◆ Text provided
<<<<

Those years of loss are revisited in her debut non-fiction book How To Lose Everything, published September 2020 by Douglas & McIntyre. But Christa’s most recent recording Safe Harbour tells a different story. Safe Harbour’s six songs were written during a thankfully tragedy-free, joyful time in Christa’s life that saw her leave Vancouver, her home of 17 years, and relocate to Toronto to start anew. During this time, Christa took a step back from recording and performing music to write her memoir, take on a daytime radio host job, and welcome a third child.
Her fourth album Long Time Leaving was nominated for Best Folk Album at the 2016 Indigenous Music Awards, and before that, 2012’s The Living Record made Best-of-the-Year lists at CBC Music, Radio Regent and the Georgia Straight, which also chose the album to represent 2012 in their 50 Albums That Shaped Vancouver.
Christa’s sophomore album TheWedding Singer and The Undertaker won a Canadian Aboriginal Music Award, made the Top 10 on CBC Radio 3, and landed a #1 song on the National Aboriginal Music Countdown.

>>>>

◆ Data shown
<<<<

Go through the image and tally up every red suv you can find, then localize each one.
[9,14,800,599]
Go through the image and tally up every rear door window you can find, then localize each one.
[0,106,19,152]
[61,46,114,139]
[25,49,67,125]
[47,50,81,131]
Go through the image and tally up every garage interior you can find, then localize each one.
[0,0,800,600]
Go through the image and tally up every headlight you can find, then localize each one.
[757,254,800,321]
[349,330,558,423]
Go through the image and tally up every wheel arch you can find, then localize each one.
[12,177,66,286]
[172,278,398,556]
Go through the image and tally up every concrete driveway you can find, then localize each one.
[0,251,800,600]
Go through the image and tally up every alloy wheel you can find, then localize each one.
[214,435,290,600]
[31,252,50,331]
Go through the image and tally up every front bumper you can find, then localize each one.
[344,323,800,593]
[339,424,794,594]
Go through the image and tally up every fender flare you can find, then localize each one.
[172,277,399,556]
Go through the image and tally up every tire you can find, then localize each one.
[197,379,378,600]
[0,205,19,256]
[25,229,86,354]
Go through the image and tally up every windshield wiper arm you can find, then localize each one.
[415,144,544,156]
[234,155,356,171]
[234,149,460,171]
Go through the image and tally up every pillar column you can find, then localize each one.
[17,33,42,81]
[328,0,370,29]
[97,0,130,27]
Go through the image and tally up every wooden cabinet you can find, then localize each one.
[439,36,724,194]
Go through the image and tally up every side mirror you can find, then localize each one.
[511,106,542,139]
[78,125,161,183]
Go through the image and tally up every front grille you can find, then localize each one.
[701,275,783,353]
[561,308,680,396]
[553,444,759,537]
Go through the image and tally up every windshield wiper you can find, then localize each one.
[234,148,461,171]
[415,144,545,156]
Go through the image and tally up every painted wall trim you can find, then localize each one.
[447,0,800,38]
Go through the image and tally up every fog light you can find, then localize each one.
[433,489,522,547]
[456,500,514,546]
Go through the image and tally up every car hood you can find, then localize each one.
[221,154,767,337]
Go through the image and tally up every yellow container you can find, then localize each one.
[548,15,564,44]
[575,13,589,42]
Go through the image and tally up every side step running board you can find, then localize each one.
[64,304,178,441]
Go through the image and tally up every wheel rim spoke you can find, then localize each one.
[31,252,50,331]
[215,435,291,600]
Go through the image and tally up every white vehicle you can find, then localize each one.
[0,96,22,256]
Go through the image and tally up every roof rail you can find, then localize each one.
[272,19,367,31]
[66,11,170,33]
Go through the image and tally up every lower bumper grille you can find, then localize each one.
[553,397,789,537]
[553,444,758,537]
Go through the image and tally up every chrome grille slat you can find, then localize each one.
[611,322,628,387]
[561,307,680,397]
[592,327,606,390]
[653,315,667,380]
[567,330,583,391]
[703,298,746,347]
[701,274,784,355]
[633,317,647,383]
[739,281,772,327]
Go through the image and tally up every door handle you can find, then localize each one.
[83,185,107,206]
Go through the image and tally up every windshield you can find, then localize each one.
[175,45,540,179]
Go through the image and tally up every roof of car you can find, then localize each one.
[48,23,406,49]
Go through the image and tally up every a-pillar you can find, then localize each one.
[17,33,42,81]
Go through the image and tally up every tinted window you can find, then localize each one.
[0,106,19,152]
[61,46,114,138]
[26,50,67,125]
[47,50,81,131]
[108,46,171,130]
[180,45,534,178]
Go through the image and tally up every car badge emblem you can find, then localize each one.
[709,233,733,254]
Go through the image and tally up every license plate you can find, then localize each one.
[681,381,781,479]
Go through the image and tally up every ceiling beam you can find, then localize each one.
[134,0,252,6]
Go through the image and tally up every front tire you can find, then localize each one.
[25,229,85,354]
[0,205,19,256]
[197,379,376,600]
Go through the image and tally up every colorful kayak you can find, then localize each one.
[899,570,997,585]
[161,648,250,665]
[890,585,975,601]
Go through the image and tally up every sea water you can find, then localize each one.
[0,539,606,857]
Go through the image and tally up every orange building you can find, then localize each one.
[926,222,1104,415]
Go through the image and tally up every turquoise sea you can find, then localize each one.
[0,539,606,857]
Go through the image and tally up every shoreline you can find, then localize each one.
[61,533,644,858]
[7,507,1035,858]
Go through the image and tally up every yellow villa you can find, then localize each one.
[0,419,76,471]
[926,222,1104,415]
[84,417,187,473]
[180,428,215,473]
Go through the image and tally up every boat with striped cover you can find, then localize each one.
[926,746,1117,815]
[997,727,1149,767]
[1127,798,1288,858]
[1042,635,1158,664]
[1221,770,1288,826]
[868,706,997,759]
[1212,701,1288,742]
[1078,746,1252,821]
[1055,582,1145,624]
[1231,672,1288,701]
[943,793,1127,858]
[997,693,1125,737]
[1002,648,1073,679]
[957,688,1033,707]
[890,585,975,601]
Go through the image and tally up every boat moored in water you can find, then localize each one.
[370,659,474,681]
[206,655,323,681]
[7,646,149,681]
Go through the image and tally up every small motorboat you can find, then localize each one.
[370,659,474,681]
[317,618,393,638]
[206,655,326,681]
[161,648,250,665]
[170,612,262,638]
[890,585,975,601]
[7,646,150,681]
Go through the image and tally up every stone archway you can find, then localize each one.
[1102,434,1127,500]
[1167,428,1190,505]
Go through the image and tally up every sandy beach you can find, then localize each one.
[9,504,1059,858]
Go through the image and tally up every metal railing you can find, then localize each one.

>>>>

◆ Your tasks
- A) Answer these questions using the text about Christa's music and writing:
(i) Which publisher released How To Lose Everything, and in what month and year?
(ii) How many songs are on Safe Harbour?
(iii) For what award was Long Time Leaving nominated?
- B) Carry on the text about Christa's music career, starting after its last sentence.

◆ The results
- A)
(i) Douglas & McIntyre, September 2020.
(ii) Six.
(iii) Best Folk Album at the 2016 Indigenous Music Awards.

- B)
Her short, animated film How to Lose Everything: A Field Guide, based on an excerpt from her book and co-directed with bekky O’Neil won Best Animated Short at the American Indian Film Festival in San Francisco and the Imagine This Women’s International Film Festival in Brooklyn. The film will be the first in a series of five animated shorts for CBC Arts.
She was the midday host on Toronto’s 106.5 ELMNT FM for three years and has been heard as a frequent contributor to CBC Radio on Now or Never and The Next Chapter.As an arts administrator and advocate (and lover of tidy paperwork) she was the project manager of the Indigenous music platform RPM.fm and the general manager of Native Women in the Arts.
Prairie-raised, Christa spent 17 years in Vancouver and now calls Toronto home.